## Written exercise
Output the items below verbatim, starting at the line that contains "of the clenched" and ending at the line that contains "column 15, row 192", with both of those lines included.

[Pointing records]
------
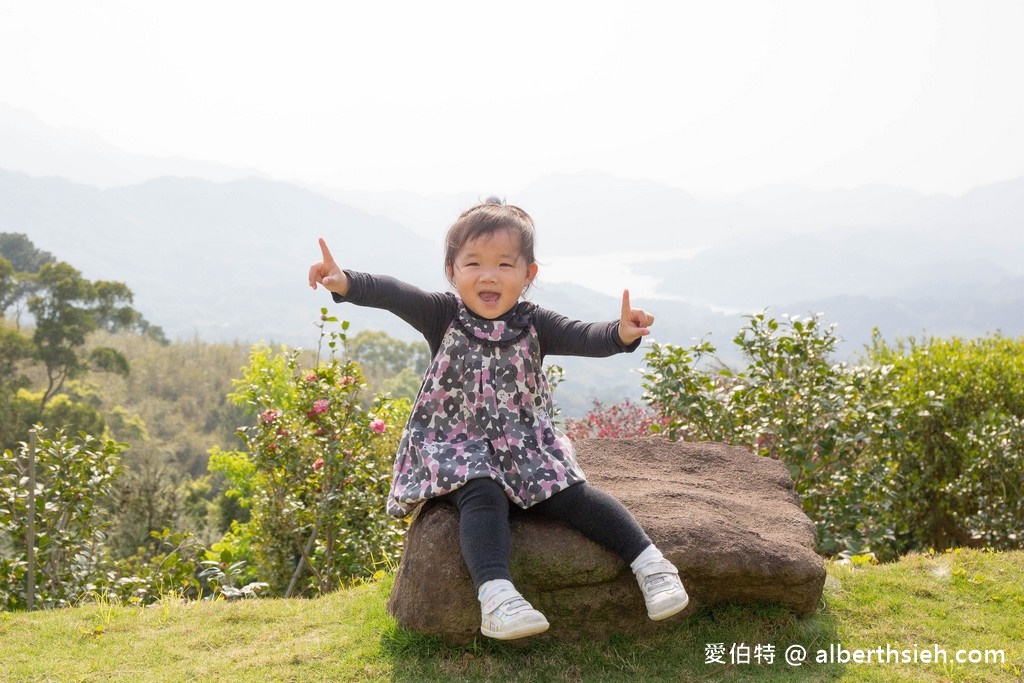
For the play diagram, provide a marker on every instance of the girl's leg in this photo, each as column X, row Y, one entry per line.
column 485, row 541
column 604, row 520
column 598, row 516
column 483, row 529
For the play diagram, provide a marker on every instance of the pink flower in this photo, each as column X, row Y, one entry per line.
column 320, row 407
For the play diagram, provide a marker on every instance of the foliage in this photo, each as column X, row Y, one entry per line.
column 833, row 424
column 390, row 366
column 961, row 475
column 619, row 421
column 74, row 479
column 64, row 309
column 315, row 470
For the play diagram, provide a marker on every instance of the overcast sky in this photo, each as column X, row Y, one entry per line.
column 711, row 96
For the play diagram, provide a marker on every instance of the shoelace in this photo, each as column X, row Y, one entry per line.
column 658, row 583
column 513, row 605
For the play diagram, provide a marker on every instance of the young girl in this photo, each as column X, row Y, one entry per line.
column 480, row 434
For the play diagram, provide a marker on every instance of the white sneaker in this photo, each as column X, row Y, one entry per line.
column 509, row 615
column 663, row 591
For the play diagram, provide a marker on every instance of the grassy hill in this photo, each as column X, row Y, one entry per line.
column 960, row 603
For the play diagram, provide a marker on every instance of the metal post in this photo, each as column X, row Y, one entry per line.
column 30, row 534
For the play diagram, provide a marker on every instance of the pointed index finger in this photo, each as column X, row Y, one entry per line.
column 326, row 252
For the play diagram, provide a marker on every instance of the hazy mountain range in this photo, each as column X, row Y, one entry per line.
column 222, row 254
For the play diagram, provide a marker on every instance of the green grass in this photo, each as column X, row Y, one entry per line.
column 964, row 600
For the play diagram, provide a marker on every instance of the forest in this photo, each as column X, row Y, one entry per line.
column 211, row 469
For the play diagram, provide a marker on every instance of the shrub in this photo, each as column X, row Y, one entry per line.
column 617, row 421
column 315, row 471
column 960, row 476
column 74, row 481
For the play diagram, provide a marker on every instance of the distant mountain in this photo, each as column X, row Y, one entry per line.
column 219, row 261
column 222, row 255
column 29, row 145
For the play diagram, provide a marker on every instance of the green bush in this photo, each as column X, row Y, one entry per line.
column 315, row 471
column 74, row 480
column 961, row 476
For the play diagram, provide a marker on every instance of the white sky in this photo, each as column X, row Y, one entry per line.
column 712, row 96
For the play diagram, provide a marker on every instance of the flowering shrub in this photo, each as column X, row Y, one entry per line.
column 315, row 470
column 75, row 478
column 619, row 421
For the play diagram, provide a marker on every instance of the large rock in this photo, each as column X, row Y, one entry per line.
column 728, row 519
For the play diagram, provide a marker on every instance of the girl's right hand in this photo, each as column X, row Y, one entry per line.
column 328, row 273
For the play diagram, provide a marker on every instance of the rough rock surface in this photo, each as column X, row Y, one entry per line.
column 728, row 519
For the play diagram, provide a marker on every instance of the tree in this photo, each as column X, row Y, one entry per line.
column 65, row 309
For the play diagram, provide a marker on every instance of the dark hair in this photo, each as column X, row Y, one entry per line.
column 485, row 218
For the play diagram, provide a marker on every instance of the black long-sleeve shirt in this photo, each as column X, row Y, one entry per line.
column 431, row 313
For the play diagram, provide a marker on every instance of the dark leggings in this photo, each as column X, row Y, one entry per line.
column 485, row 538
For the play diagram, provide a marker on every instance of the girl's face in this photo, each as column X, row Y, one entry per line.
column 491, row 274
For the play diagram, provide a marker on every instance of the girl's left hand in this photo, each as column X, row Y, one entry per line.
column 635, row 323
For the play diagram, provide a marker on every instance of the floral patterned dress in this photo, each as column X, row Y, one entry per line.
column 483, row 411
column 484, row 407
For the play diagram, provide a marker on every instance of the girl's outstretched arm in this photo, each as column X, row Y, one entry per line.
column 634, row 323
column 328, row 273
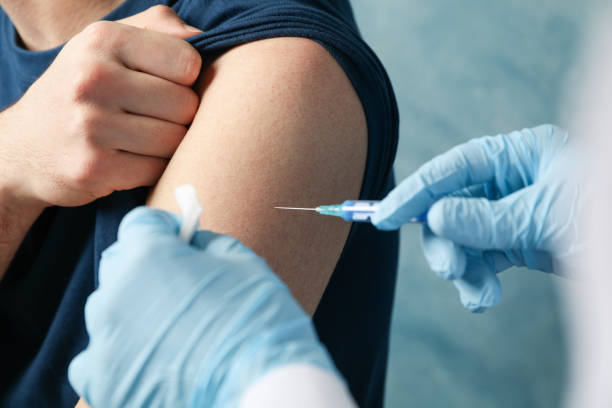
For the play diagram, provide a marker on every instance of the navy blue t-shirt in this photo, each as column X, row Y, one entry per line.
column 44, row 291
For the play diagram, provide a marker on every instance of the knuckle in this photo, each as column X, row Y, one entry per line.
column 191, row 103
column 88, row 78
column 191, row 62
column 85, row 170
column 100, row 35
column 161, row 10
column 87, row 123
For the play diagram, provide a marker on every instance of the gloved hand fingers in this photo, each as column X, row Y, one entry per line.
column 78, row 371
column 484, row 224
column 220, row 245
column 479, row 288
column 145, row 223
column 465, row 165
column 445, row 258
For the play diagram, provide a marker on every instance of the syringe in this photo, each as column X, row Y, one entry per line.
column 351, row 210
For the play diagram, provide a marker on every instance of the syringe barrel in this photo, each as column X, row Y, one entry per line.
column 359, row 210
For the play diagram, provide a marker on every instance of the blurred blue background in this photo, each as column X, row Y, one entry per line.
column 463, row 69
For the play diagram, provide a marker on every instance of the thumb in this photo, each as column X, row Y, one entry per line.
column 162, row 19
column 513, row 222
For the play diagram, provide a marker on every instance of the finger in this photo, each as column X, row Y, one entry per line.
column 160, row 55
column 468, row 164
column 144, row 222
column 128, row 170
column 162, row 19
column 77, row 373
column 141, row 135
column 444, row 257
column 479, row 288
column 484, row 224
column 148, row 95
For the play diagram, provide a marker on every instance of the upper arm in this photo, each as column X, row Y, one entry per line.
column 279, row 124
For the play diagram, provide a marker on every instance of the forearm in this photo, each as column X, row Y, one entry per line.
column 17, row 212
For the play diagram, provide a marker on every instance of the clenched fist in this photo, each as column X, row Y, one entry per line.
column 106, row 115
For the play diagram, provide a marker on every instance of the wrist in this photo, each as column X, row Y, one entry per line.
column 15, row 192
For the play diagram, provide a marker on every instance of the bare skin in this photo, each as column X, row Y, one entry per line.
column 99, row 137
column 278, row 123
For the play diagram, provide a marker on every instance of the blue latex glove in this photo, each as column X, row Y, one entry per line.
column 491, row 203
column 178, row 325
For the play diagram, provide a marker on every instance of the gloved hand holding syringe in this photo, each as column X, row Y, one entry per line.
column 352, row 210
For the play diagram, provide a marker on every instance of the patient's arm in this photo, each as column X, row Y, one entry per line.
column 279, row 124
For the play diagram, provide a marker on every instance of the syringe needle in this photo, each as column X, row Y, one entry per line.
column 295, row 208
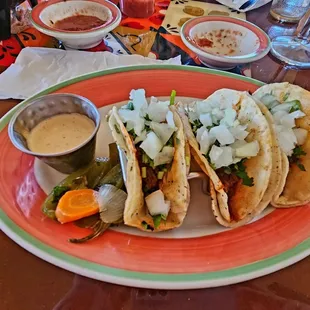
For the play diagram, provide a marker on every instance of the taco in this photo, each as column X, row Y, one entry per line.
column 232, row 142
column 158, row 161
column 289, row 109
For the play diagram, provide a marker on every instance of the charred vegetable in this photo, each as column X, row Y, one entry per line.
column 87, row 177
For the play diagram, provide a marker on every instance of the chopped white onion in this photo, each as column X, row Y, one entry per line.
column 298, row 114
column 239, row 132
column 238, row 143
column 288, row 120
column 192, row 116
column 204, row 142
column 199, row 133
column 138, row 100
column 134, row 119
column 229, row 117
column 217, row 115
column 301, row 135
column 206, row 119
column 246, row 114
column 170, row 120
column 156, row 203
column 222, row 135
column 250, row 149
column 151, row 145
column 282, row 107
column 165, row 156
column 278, row 116
column 163, row 131
column 224, row 98
column 140, row 138
column 203, row 107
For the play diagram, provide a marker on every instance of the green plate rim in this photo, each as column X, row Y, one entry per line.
column 141, row 279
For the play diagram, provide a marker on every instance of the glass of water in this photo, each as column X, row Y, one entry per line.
column 290, row 11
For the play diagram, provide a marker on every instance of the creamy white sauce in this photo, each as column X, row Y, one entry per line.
column 60, row 133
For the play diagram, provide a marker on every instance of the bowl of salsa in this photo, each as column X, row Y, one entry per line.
column 78, row 24
column 224, row 42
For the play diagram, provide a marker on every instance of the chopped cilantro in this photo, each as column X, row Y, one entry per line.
column 172, row 97
column 132, row 133
column 146, row 226
column 147, row 128
column 117, row 129
column 59, row 191
column 196, row 125
column 170, row 141
column 296, row 105
column 157, row 220
column 227, row 170
column 285, row 97
column 130, row 106
column 301, row 166
column 295, row 157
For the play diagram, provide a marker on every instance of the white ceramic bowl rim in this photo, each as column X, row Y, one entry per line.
column 81, row 34
column 228, row 59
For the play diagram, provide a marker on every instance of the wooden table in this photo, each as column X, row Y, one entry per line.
column 26, row 282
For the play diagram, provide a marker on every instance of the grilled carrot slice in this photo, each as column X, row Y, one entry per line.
column 76, row 204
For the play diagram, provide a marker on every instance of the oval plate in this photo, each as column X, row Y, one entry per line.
------
## Result below
For the play diagram, provide a marker on every instance of the clenched fist in this photo, each as column X, row Y, one entry per line.
column 106, row 115
For the play diagram, provide a marker on every instance of the wrist in this photo, each as column X, row Y, one entry per line.
column 15, row 192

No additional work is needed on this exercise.